Work to do
Copy all the material that follows, keeping every character the same.

● ● ● ● ●

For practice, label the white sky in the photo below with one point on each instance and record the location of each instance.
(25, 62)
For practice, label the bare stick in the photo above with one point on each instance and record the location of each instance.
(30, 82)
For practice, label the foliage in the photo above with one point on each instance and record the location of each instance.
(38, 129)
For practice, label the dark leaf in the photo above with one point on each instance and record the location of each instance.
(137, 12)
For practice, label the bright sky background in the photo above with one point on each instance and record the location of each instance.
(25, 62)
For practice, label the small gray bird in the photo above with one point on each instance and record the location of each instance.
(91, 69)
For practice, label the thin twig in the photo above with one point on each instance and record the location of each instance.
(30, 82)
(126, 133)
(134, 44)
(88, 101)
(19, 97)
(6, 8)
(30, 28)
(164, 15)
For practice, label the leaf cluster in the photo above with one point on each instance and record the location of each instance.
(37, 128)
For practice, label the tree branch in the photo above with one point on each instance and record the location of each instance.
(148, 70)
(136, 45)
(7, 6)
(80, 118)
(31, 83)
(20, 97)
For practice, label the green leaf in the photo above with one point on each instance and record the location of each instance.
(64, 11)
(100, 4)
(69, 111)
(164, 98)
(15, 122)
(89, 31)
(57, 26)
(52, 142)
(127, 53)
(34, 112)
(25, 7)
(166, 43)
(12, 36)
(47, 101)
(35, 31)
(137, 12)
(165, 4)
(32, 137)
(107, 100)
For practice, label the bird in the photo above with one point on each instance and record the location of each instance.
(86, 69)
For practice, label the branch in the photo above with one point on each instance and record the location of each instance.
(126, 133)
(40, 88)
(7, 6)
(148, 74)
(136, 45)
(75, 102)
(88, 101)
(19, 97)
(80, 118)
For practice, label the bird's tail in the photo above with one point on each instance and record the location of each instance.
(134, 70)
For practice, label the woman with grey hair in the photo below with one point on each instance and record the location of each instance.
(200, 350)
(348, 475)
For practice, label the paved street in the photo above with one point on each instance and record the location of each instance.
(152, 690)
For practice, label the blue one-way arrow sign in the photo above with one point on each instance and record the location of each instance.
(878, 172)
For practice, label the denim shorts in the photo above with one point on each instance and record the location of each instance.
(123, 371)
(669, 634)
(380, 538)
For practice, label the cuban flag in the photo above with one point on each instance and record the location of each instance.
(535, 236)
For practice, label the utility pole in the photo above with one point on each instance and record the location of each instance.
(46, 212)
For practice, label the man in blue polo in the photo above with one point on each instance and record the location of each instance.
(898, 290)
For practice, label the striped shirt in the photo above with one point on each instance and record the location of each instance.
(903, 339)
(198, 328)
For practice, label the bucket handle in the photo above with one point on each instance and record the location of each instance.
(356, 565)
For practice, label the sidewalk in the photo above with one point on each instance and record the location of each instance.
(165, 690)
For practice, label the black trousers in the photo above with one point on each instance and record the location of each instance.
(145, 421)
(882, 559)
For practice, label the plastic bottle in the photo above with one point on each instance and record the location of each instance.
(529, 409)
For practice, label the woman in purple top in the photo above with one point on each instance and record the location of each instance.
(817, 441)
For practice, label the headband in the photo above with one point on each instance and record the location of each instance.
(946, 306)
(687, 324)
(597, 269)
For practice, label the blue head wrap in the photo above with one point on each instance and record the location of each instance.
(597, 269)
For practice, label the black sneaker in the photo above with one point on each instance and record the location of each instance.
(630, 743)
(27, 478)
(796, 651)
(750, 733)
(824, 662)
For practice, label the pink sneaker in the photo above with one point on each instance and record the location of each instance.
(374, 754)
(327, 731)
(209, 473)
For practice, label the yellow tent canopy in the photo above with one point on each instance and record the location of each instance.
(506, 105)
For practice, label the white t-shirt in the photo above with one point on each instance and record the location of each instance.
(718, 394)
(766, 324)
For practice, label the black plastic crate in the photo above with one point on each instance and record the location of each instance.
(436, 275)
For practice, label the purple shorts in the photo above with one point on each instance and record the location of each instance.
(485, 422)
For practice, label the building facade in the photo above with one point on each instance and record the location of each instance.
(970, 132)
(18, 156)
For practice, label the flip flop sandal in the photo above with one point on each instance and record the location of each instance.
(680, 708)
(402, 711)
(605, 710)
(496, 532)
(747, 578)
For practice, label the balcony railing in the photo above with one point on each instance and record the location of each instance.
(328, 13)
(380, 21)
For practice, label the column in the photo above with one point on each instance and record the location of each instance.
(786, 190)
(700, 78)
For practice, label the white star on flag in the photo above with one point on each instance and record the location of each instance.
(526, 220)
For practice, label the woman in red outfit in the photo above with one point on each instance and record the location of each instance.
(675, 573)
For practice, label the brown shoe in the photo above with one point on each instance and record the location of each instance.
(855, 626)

● ● ● ● ●

Expected output
For practice, label the white sky in the photo below with one point on each instance and record the location of each instance.
(25, 62)
For practice, label the bare stick in the photo above with one point on each instance and record the location of each instance.
(30, 82)
For practice, label the foliage in the photo above with one point on each instance and record the location of each instance.
(38, 129)
For practice, label the dark leaf in the photo above with one point on each instance and record the location of each instance.
(137, 12)
For practice, label the bright sky background in the photo above with one point on each instance and record the location of each instance.
(25, 62)
For practice, label the small gray bird in the photo above with one point on each instance and record the location of each instance.
(91, 69)
For practice, label the thin twig in the photo above with one point on each instance and record the location of each instance.
(30, 82)
(126, 133)
(134, 44)
(88, 101)
(19, 97)
(6, 8)
(30, 28)
(164, 15)
For practice, label the leaf cluster in the photo above with one point on each instance and record the location of each instance.
(37, 128)
For practice, label the tree branch in the photo above with one point on each instance and record the location of each instance.
(148, 70)
(136, 45)
(7, 6)
(80, 118)
(31, 83)
(20, 97)
For practice, label the green leaf in the photo above with one point on each instance and record the location of each instance.
(64, 11)
(100, 4)
(69, 111)
(164, 98)
(15, 122)
(89, 31)
(57, 26)
(52, 142)
(127, 53)
(34, 112)
(25, 7)
(166, 43)
(12, 36)
(47, 101)
(35, 31)
(137, 12)
(165, 4)
(32, 137)
(107, 100)
For practice, label the bird in the photo above with one point on each instance and record the location of each instance.
(86, 69)
For practice, label the branch in the photo above with one point on each instance and record the location of each instance.
(126, 133)
(40, 88)
(7, 6)
(148, 74)
(136, 45)
(75, 102)
(88, 101)
(19, 97)
(80, 118)
For practice, label the bird's tail in the photo above with one point on each instance and record the location of each instance.
(134, 70)
For practice, label the woman with grey hair in the photo below with one point on each instance and record the location of each instance.
(200, 350)
(348, 475)
For practice, label the paved street in the photo above with one point on each instance and record the location of each instance.
(152, 690)
For practice, label the blue one-way arrow sign in the photo above with one point on each instance and record the location of each instance.
(878, 172)
For practice, label the denim shorts in the photo above with one point on each instance and record the location of each instance.
(123, 371)
(669, 634)
(380, 538)
For practice, label the cuban flag in the photo above with one point on each instance and record the location of each instance.
(535, 236)
For practice, label the utility pole in the photo above with one point on each instance and record the location of each instance.
(46, 212)
For practice, label the man in blue polo in the photo above with one point on each instance and record the location of each instance.
(898, 290)
For practice, label the striped shirt in the photo above with one point on each instance and record the location of each instance.
(903, 339)
(198, 328)
For practice, label the bucket handle in the photo above with one point on each instance and record the location of each instance.
(356, 565)
For practice, label the sidewalk in the photo above with one point on each instance and record the location of each instance.
(165, 690)
For practice, label the black trousers in the photo above with one point on each instance and record the location of each instance.
(145, 421)
(882, 559)
For practice, label the plastic bottle in the photo above with one point on each instance and record the location of each instance.
(529, 409)
For practice, label the woman in purple top in the photo above with one point on each instance and record the location of each instance.
(817, 441)
For practice, label the headband in the photo above with one point on each instance and record the location of each instance.
(946, 306)
(687, 324)
(597, 269)
For practice, label the blue head wrap in the photo above with one point on each instance and record the location of each instance.
(597, 269)
For practice, label the black sneaker in the photo above with one point on each instance and record the location of each instance.
(630, 743)
(27, 478)
(796, 651)
(750, 733)
(824, 662)
For practice, label the pink sneaker in the photo above with one point on each instance and record the location of each instance.
(374, 754)
(327, 731)
(209, 473)
For practice, label the yellow tent canopy in the photo above with one point on each instance and record the location of each instance.
(506, 105)
For practice, label the white t-shirt in the photo above with one point on each instance and record the location of each instance.
(718, 394)
(766, 324)
For practice, label the black plastic crate in the photo above with one point on each instance and record the location of each instance.
(436, 275)
For practice, label the purple shorts in the photo above with one point on each instance and record the location of each instance.
(485, 422)
For practice, label the building facade in the photo above with one point on each instance and record the location of each instance.
(970, 132)
(18, 156)
For practice, label the flip flop sandal in the photo above with one point on each instance and record the location of each instance.
(680, 708)
(402, 711)
(605, 710)
(496, 532)
(747, 578)
For practice, label the balcony railing in the photo above with one point on each instance and record the location of each instance.
(328, 13)
(380, 21)
For practice, label the column in the photo above with one point on each instance and record the location of each instance.
(786, 190)
(700, 78)
For practice, label the white star on flag in the photo above with one point on each instance and record the location of each instance.
(526, 220)
For practice, label the woman in red outfit in the photo above with one point on each instance and record the location of each instance.
(675, 573)
For practice, label the brown shoe in the photo above with one point on each instance and record the location of each instance.
(855, 626)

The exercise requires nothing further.